__Exercise input__
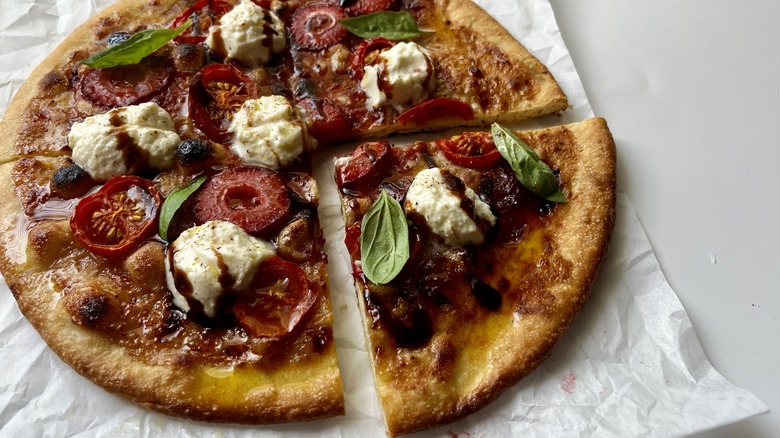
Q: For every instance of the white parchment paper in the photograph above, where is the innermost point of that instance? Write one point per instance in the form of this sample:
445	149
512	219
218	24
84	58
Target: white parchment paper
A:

__What you are asked to do__
Reproduce the material above word for word, omitting the picture.

__Exercise output__
Q: For every instance of the white parchment paper in the photograph above, where is the innermost point of that instance? Write one point per instance in the form of this sample:
445	149
512	219
218	24
84	58
Target: white parchment paper
A:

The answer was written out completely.